Relevez, dans l'extrait sur l'élection présidentielle tunisienne, tous les noms propres de villes ou de régions de Tunisie qui y sont cités.

## Extrait du texte
================

A j-2 du second tour de l’élection présidentielle, et en suivant le développement des campagnes électorales des deux candidats, on peut dresser déjà les caractéristiques majeures de l’électorat de Béji Caïd Essebsi et de Mohamed Moncef Marzouki. Ces portraits reflètent en fait deux Tunisie qui s’opposent sur plusieurs plans, mais cette division ne date pas d’aujourd’hui comme elle ne s’arrêta pas le 21 décembre….
La géographie électorale du premier tour de l’élection présidentielle révèle des données incontournables pour comprendre et suivre les soubresauts de la campagne électorale et déchiffrer, d’avance, ensuite les résultats du 2ème tour…
Ainsi en est-il des résultats de Moncef Marzouki qui a raflé la première place dans presque tous les gouvernorats du sud, il a fait presque jeu égal à BCE à Sfax et ne s’est pas mal débrouillé à Sidi Bouzid et Kasserine.
De son côté, le candidat de Nidaa Tounes a réussi à avoir la première place dans les grandes agglomérations du Grand Tunis, du Sahel et dans les gouvernorats du nord-ouest…
Mais même si cette géographie du vote des Tunisiens a fait couler beaucoup d’encre sur la division du pays, elle n’est qu’en apparence déterminante dans la compréhension de ce vote.

================

## Liste affichée
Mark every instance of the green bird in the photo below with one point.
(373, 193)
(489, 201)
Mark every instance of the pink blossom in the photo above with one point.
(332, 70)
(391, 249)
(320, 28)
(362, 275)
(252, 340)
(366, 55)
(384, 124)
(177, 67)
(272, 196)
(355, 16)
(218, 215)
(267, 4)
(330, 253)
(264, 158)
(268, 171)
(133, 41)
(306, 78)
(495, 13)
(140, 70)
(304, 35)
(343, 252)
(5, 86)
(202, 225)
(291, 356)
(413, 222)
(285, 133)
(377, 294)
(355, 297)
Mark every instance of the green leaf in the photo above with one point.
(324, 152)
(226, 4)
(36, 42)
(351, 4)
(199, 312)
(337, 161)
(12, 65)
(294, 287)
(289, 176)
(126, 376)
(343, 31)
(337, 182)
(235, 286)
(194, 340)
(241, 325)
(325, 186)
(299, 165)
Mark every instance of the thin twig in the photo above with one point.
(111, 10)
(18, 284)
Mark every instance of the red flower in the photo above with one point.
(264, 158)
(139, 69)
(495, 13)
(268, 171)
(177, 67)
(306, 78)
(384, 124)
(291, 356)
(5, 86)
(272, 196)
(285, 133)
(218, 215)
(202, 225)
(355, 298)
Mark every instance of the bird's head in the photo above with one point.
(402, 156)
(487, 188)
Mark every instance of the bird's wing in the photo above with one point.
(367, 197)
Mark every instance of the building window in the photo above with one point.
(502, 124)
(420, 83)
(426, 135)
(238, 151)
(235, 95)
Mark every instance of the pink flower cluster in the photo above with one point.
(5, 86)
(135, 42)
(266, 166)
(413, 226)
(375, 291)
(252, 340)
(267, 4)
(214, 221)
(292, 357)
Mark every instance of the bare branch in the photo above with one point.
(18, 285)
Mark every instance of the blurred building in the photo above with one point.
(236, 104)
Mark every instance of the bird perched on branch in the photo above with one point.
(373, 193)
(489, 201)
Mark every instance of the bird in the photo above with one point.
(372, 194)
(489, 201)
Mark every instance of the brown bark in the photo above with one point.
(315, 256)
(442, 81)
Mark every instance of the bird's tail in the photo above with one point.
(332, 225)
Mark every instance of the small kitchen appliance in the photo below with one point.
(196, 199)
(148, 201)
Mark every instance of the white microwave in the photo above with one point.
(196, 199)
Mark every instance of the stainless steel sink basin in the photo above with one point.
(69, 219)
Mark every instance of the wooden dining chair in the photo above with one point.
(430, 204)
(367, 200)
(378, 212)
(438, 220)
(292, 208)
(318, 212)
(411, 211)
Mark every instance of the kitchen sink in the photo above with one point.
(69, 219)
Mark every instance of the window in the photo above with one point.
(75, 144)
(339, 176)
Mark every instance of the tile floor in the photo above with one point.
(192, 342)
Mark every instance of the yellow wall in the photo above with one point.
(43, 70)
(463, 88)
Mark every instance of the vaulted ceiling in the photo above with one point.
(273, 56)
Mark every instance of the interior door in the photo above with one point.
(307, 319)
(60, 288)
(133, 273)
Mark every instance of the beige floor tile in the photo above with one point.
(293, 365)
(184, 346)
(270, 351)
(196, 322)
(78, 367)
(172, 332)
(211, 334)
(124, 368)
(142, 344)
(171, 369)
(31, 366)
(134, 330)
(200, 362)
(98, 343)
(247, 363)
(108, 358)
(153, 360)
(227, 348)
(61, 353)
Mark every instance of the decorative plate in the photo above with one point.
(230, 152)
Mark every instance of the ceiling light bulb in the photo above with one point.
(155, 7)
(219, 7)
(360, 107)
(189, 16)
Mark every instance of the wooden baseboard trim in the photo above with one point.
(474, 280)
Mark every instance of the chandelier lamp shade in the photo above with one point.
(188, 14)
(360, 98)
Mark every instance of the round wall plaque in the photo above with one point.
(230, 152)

================

## Corrigé
Sfax, Sidi Bouzid, Kasserine, Grand Tunis, Sahel